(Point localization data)
****
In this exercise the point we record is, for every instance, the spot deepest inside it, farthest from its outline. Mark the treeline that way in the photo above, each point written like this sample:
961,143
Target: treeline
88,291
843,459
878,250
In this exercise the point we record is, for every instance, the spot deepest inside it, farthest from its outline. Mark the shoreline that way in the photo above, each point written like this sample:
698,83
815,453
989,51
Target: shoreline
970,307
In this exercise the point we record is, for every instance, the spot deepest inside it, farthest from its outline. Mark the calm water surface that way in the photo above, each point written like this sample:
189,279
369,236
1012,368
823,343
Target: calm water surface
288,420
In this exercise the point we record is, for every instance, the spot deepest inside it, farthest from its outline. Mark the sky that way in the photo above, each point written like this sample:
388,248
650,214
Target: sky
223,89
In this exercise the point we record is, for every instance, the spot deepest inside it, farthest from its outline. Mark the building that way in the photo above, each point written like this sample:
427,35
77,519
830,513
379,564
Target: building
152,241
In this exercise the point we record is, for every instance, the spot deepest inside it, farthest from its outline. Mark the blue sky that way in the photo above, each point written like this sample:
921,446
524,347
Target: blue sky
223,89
****
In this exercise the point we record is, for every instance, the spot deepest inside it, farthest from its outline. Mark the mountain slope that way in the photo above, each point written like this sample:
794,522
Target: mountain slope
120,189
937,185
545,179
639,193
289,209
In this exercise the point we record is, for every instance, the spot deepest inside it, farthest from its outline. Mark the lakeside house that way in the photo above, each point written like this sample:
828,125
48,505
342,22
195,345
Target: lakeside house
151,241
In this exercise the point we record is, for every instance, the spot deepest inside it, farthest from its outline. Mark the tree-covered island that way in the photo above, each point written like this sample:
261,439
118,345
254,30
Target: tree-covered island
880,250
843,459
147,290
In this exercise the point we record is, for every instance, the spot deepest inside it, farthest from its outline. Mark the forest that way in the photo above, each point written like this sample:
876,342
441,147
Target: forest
****
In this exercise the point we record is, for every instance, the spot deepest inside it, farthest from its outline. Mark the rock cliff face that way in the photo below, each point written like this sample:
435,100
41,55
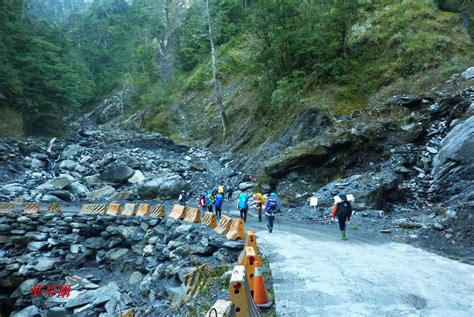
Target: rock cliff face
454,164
****
Filter the records above down to the lines containing "forest".

> _Task response_
In this exercise the point we record is, for every instance, the spot deepest inside it, farthest from its outline. Mark the forest that way in the photo above, each point written like this sample:
Target: forest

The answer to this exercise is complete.